> _Page text_
In short, the Church’s inquisitions were not designed to convert Jews nor could they burn Protestants and witches at the stake (death sentences could not be imposed by the ecclesial inquisitors). These and other such stories about The Inquisition are black legends made up by Protestants, Enlightenment rationalists, and other anti-Catholics for a variety of reasons.
The Development of Moral Understanding As is the case of all legal systems and court procedures, it was possible for abuses to take place within inquisitorial courts. In some cases, this did happen. That abuses take place is true of any kind of trial process, and it is something that just people must denounce and take measures to prevent. Furthermore, current Church teaching explicitly forbids physical or moral violence for the sake of extracting confessions or punishing people, because it is contrary to the dignity of the human person (Catechism no. 2297-2298). The Church teaches that such practices are not and were not necessary for maintaining public order, as some people unfortunately once thought. As new circumstances and situations develop, the Church has to develop and apply new understandings of the objective moral laws that were given to us by God. Sometimes that development takes time. The teaching of Vatican II on religious liberty, the teaching of John Paul II on the dignity of women, and the teaching of Pius XI on atheistic communism are results of nearly 2000 years of doctrinal development, and they call for even more development. With regard to inquisitorial procedure, the Church’s leaders were trying to find the balance between the dignity and rights of the human person and the protection of society from real threats. The Church still had some way to go, but at the same time it was far ahead of the civil governments. Remember, at that time, the inquisitorial trial process was the only trial process in Europe. As in the case of every legal system, even our own in the United States, developing new, more humanistic practices takes time.

> _Information given_
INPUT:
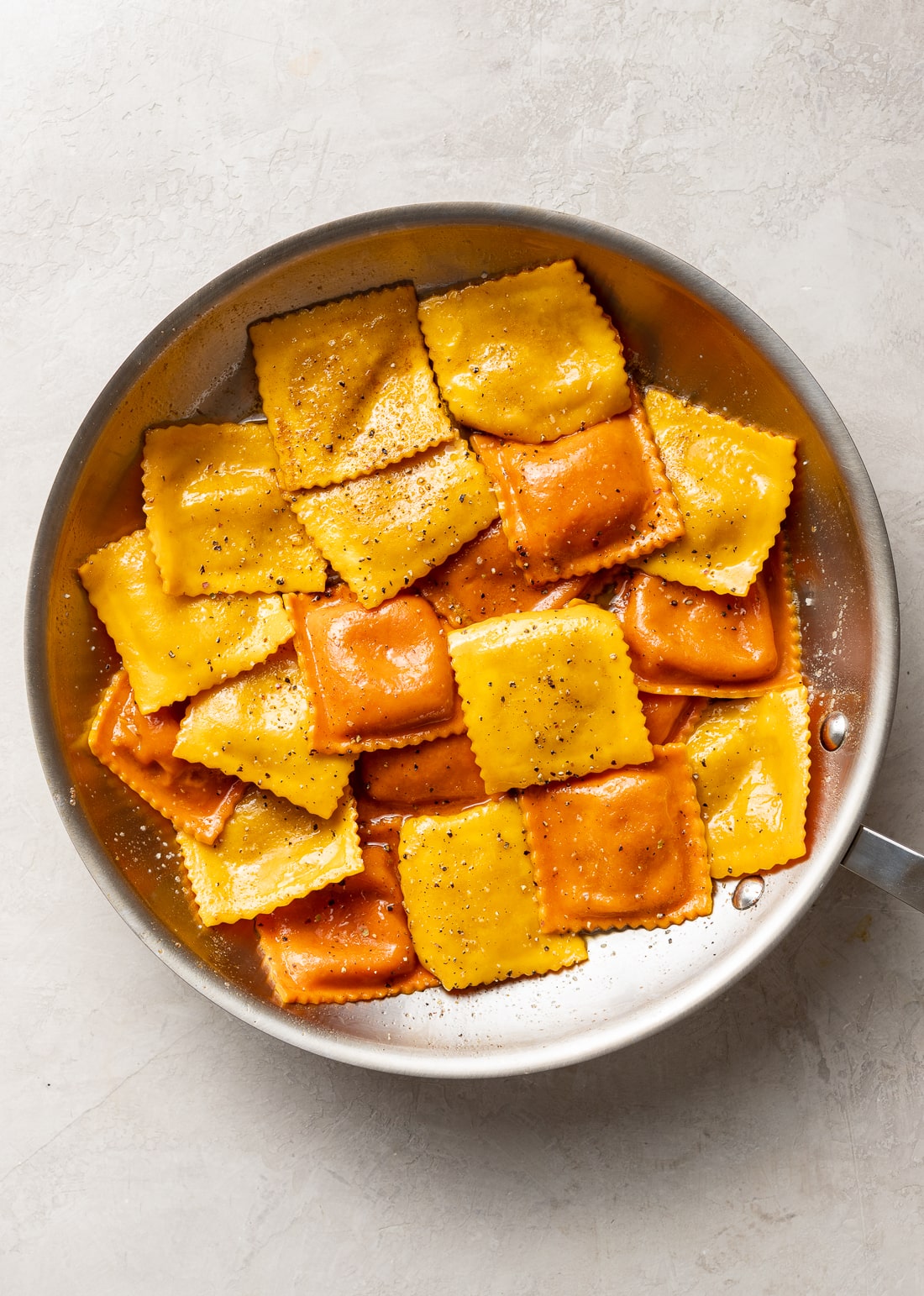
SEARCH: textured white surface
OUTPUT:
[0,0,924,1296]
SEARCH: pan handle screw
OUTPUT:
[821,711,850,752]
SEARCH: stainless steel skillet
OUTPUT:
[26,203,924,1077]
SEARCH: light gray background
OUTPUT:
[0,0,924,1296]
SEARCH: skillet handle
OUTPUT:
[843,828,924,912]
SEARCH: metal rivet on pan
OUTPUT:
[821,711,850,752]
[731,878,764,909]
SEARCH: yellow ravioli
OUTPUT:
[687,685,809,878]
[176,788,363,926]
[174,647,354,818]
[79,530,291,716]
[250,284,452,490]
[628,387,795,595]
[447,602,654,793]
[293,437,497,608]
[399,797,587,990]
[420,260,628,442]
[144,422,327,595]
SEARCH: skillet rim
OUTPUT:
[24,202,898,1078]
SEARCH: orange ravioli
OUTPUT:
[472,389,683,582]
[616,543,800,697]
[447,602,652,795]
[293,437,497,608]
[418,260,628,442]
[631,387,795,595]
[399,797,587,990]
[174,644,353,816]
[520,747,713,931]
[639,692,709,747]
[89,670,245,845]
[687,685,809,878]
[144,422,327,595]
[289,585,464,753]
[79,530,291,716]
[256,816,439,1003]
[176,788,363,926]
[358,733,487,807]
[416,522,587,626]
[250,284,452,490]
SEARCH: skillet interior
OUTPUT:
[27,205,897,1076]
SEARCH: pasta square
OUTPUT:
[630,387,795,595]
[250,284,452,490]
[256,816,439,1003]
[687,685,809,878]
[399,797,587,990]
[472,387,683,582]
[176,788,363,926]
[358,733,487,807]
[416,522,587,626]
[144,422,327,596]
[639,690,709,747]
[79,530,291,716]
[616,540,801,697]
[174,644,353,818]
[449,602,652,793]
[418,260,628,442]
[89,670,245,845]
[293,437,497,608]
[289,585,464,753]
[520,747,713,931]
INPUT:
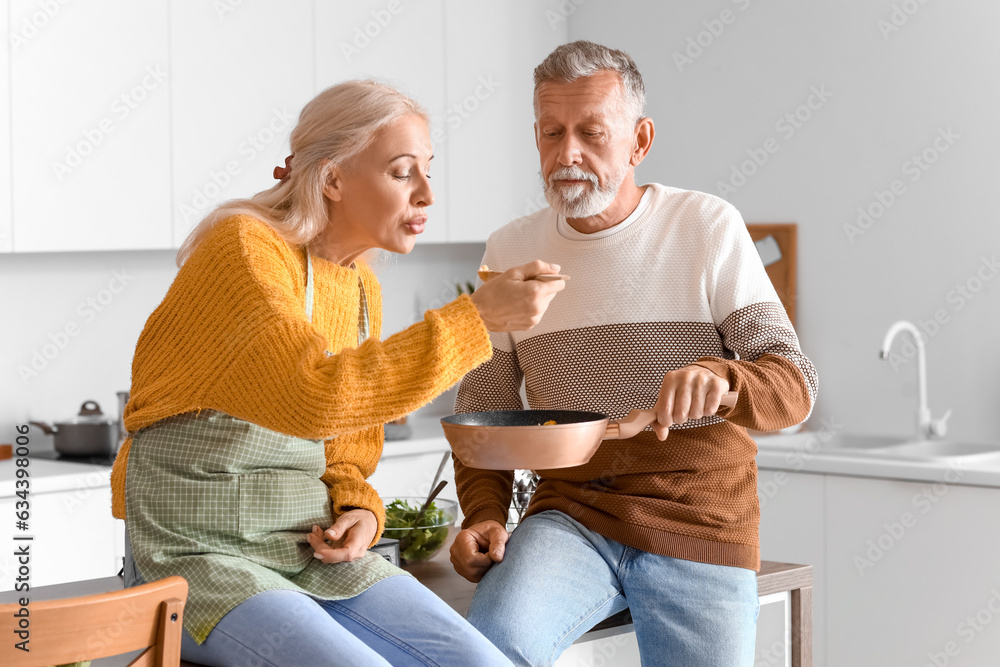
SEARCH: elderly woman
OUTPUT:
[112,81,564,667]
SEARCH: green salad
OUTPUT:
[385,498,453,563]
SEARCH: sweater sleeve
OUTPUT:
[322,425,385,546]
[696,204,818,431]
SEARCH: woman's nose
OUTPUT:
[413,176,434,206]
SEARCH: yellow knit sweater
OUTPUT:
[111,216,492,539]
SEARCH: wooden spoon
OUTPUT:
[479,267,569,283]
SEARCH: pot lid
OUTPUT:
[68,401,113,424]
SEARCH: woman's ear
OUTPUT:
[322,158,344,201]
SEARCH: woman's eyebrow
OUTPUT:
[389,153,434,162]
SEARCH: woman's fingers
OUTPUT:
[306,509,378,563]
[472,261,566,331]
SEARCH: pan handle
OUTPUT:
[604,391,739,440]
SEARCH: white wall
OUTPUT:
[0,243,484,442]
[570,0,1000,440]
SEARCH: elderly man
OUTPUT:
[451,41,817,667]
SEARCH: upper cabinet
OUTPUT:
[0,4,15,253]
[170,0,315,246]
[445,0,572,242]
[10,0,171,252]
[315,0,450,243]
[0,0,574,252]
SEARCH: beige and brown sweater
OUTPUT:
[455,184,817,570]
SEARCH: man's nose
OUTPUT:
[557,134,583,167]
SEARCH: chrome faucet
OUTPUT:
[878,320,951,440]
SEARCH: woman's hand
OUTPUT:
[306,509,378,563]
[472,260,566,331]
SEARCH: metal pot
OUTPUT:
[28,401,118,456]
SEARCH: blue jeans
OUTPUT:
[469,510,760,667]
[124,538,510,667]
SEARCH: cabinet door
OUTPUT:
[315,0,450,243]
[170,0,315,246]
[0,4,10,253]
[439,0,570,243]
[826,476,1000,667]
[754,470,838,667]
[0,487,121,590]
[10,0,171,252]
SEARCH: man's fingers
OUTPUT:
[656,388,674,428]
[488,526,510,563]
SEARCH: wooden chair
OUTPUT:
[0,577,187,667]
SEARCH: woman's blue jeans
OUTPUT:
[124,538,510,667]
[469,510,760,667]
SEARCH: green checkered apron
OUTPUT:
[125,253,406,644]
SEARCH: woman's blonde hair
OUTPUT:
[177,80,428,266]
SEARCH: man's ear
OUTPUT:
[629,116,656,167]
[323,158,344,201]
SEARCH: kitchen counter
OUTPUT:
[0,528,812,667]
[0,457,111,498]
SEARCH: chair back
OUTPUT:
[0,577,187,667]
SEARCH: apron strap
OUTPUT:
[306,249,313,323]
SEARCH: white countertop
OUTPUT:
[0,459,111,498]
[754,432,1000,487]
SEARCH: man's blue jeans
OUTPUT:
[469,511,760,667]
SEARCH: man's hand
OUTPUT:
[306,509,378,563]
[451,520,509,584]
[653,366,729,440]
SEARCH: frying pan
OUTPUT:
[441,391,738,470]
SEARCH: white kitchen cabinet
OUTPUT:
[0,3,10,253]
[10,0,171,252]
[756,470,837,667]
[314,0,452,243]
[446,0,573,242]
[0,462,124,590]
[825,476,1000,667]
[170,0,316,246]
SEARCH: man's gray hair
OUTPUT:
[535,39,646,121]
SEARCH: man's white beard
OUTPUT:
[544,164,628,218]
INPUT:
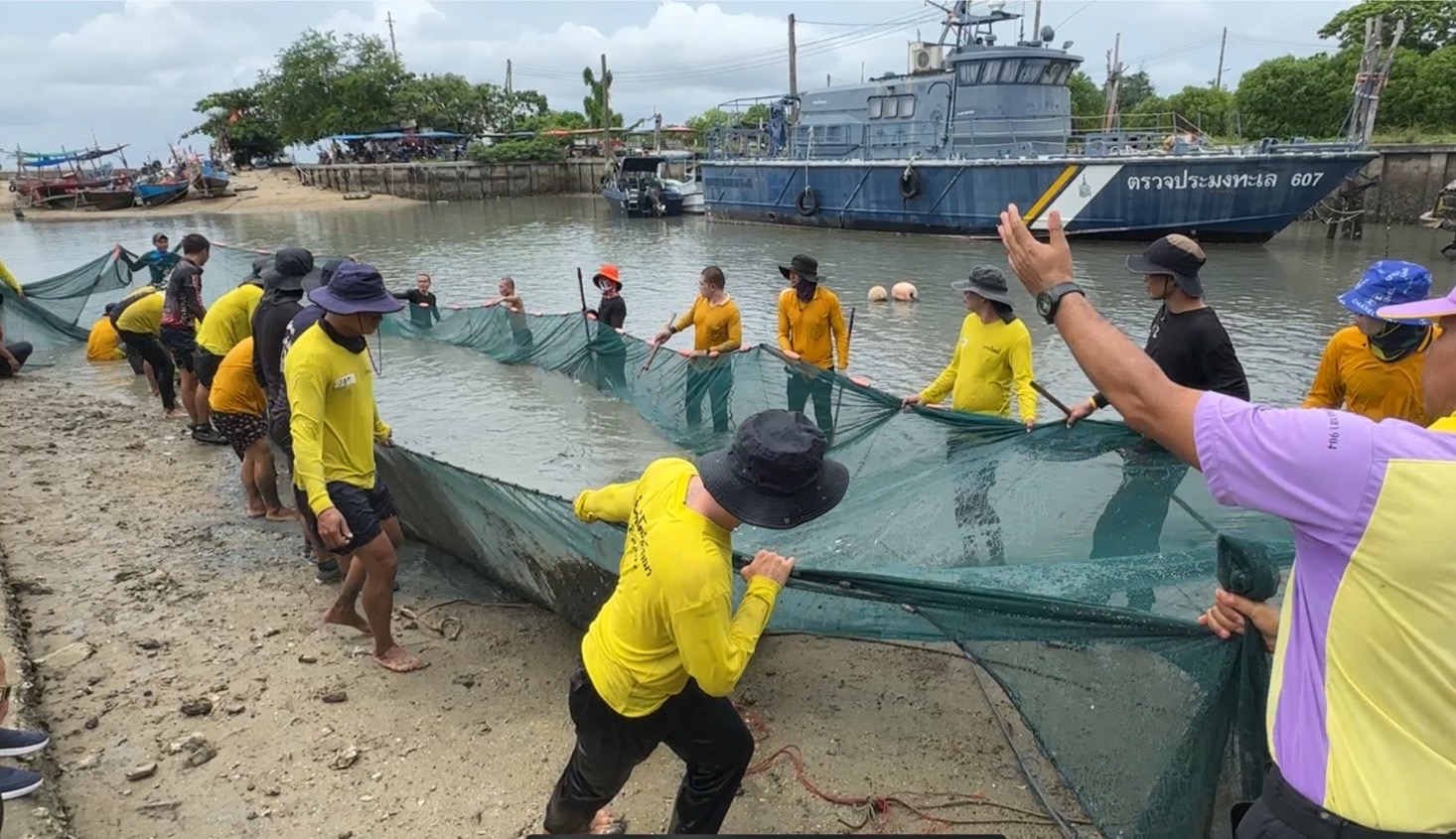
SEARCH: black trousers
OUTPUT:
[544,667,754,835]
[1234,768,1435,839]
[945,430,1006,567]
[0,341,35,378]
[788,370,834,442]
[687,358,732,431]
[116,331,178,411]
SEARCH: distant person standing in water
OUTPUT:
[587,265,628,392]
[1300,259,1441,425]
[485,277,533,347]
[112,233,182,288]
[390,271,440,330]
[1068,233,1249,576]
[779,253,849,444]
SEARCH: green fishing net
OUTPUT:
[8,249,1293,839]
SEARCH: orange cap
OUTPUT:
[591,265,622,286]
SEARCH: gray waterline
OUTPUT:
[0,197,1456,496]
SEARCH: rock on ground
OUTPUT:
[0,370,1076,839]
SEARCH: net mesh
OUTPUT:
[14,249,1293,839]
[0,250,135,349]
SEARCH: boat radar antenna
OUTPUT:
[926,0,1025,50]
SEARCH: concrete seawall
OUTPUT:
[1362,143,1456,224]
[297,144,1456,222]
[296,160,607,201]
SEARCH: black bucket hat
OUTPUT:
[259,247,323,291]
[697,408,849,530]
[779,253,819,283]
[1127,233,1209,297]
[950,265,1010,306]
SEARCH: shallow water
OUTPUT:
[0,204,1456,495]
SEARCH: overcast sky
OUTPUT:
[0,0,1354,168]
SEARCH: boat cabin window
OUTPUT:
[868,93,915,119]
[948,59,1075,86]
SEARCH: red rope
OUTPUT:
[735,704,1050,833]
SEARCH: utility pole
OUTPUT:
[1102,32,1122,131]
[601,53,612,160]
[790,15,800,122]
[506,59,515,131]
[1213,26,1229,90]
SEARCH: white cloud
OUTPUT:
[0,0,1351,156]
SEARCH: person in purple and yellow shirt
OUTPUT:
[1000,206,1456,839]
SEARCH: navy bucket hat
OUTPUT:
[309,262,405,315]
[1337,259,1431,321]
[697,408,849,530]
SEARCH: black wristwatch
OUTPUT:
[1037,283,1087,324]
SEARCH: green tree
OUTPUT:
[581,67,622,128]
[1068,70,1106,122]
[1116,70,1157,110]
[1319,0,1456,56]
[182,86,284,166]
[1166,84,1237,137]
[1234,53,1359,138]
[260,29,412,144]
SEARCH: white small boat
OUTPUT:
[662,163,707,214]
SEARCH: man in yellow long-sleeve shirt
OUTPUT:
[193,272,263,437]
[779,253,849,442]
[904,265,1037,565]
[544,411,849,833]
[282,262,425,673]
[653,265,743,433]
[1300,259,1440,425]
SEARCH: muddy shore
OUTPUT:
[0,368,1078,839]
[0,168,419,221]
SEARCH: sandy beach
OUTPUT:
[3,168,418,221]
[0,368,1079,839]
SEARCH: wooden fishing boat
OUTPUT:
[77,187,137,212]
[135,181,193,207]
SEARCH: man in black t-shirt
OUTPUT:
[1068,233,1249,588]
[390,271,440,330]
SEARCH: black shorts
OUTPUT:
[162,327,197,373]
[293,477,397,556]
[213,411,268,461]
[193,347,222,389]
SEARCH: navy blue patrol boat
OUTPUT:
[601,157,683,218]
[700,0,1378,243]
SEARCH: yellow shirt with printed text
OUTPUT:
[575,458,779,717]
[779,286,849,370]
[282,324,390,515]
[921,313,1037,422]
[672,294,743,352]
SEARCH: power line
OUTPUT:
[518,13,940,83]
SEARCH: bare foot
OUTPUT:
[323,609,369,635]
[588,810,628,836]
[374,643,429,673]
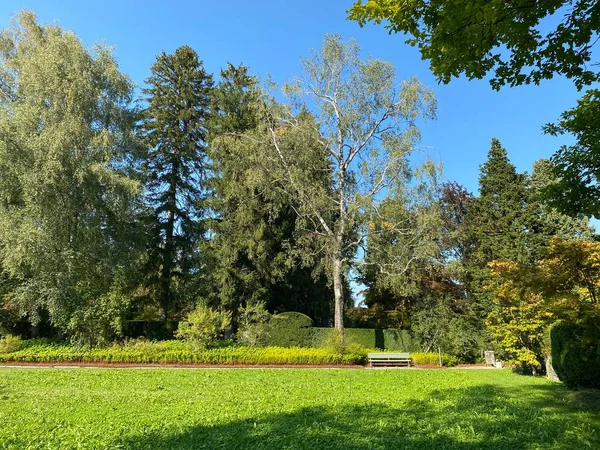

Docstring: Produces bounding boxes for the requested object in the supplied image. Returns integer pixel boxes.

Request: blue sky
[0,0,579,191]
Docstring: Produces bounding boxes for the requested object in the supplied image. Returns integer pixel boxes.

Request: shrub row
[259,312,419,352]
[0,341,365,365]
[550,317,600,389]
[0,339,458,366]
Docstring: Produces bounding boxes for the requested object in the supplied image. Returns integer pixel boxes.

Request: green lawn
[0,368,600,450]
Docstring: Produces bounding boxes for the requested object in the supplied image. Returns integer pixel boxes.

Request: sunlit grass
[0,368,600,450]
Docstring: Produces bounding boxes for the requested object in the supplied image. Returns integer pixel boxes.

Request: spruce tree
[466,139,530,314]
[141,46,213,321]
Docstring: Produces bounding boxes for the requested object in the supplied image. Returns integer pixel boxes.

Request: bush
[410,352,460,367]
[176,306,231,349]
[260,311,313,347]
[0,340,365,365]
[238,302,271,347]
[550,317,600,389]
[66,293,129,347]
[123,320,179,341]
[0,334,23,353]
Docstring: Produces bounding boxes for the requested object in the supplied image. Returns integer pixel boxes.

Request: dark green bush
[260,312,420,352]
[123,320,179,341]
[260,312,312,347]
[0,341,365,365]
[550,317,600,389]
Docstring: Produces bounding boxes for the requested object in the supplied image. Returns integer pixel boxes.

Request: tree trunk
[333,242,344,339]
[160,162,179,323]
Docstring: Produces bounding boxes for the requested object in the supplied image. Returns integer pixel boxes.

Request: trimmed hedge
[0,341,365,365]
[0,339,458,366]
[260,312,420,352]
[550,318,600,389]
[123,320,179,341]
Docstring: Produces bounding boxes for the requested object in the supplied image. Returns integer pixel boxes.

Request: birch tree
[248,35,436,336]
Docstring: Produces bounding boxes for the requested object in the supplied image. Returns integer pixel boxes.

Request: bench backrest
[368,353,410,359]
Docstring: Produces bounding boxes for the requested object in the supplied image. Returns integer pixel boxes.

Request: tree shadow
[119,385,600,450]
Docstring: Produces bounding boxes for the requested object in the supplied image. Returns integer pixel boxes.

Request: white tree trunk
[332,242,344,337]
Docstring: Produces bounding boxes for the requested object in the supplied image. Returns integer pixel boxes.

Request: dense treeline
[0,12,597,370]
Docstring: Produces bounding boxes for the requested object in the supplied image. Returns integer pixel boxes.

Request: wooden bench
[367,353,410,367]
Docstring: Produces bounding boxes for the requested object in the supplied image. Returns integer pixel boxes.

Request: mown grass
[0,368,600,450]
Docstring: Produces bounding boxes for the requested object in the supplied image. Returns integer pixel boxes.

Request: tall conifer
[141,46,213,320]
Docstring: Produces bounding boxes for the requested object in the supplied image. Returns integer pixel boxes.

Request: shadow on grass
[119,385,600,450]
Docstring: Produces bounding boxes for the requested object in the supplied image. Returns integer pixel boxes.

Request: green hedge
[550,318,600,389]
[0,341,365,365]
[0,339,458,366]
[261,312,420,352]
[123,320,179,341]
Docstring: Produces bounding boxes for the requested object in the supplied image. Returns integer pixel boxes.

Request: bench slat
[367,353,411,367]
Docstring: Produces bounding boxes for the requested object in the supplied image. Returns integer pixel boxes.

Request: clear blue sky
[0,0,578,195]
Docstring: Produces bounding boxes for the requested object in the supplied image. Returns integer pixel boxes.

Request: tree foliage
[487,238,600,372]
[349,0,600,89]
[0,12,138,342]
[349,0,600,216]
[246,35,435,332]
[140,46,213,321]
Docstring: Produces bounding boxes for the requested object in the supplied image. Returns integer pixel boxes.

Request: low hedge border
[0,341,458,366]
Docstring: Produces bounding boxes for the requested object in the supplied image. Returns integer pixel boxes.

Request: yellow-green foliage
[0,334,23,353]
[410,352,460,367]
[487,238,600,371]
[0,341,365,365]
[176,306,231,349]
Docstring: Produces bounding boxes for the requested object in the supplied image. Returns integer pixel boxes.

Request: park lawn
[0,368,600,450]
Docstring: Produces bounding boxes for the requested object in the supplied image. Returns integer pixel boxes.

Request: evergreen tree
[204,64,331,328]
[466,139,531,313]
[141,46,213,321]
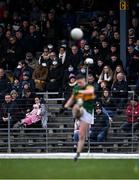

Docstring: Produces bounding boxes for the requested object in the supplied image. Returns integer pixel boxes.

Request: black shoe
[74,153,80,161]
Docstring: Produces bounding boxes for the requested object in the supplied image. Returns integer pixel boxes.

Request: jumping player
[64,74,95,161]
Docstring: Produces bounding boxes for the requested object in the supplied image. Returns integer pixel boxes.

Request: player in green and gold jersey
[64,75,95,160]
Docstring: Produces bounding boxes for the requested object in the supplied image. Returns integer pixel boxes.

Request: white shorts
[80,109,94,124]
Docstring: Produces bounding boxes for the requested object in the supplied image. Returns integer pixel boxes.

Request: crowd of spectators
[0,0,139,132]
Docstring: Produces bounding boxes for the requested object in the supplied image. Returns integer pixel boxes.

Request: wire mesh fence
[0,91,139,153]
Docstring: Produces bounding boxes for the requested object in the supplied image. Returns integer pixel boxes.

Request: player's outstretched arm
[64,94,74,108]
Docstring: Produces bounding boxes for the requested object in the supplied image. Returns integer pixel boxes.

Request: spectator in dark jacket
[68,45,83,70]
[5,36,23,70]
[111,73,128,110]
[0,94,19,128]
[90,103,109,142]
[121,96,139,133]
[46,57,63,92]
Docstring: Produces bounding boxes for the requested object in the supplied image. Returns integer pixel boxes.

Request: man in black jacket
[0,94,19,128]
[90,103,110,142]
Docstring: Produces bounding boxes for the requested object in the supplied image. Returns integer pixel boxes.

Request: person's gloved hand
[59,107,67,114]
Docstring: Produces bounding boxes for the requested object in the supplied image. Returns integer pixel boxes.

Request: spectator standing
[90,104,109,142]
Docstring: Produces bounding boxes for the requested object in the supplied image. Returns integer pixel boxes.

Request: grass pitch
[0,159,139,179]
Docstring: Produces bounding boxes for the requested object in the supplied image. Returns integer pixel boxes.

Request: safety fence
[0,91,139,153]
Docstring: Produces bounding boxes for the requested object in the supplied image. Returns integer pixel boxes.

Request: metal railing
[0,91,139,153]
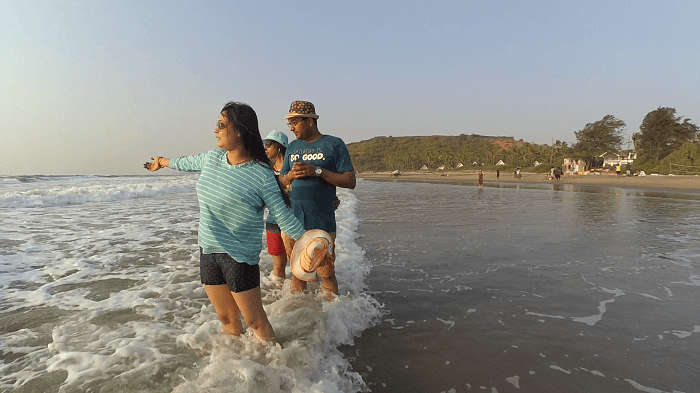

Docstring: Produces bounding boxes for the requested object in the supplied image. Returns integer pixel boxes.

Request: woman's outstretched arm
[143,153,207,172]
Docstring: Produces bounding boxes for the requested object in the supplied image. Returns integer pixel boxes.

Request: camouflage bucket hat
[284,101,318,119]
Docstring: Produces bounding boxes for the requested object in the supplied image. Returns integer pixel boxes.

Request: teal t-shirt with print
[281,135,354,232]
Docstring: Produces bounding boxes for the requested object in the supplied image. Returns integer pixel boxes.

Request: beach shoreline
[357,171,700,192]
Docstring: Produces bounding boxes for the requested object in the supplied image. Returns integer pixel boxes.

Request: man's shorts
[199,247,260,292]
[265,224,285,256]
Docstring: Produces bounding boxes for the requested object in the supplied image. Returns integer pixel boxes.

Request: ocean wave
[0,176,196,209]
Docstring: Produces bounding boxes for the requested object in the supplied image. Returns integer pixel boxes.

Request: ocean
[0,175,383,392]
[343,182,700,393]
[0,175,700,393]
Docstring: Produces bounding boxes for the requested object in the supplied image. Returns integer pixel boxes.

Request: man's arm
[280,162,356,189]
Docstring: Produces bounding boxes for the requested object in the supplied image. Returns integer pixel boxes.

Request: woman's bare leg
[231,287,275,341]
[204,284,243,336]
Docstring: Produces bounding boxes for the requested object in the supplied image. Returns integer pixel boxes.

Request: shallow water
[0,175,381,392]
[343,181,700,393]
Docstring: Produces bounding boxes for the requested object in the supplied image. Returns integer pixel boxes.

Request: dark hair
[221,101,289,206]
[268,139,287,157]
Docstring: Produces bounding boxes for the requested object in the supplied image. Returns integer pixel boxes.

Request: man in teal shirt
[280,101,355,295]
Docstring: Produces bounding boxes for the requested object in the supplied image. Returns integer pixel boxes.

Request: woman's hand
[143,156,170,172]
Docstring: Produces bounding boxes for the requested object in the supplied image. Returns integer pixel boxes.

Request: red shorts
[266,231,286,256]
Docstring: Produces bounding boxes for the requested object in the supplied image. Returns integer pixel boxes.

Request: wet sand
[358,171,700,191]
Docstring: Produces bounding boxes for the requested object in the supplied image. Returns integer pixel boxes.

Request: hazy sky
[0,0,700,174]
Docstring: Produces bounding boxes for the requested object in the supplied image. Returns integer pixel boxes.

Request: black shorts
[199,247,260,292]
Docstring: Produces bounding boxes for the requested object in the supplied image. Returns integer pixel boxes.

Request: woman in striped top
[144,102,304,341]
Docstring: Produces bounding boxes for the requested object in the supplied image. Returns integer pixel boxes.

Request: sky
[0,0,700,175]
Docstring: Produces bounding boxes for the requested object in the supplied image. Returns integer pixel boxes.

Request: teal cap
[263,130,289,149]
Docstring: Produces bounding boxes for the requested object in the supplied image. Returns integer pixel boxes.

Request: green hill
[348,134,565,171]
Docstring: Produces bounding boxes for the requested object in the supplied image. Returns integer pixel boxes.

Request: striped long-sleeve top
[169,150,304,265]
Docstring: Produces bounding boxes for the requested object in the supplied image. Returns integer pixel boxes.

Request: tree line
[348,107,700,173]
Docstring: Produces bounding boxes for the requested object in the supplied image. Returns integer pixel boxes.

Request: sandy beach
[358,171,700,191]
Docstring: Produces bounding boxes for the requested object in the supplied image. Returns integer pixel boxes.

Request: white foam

> _Task item A_
Please return part of the Inquisition text word for word, everything from "In short, the" down to "variety of reasons.".
> _Task item B_
In the Inquisition text, why does current Church teaching forbid physical or moral violence for extracting confessions or punishing people?

> _Exercise output A_
In short, the Church’s inquisitions were not designed to convert Jews nor could they burn Protestants and witches at the stake (death sentences could not be imposed by the ecclesial inquisitors). These and other such stories about The Inquisition are black legends made up by Protestants, Enlightenment rationalists, and other anti-Catholics for a variety of reasons.

> _Exercise output B_
Because it is contrary to the dignity of the human person.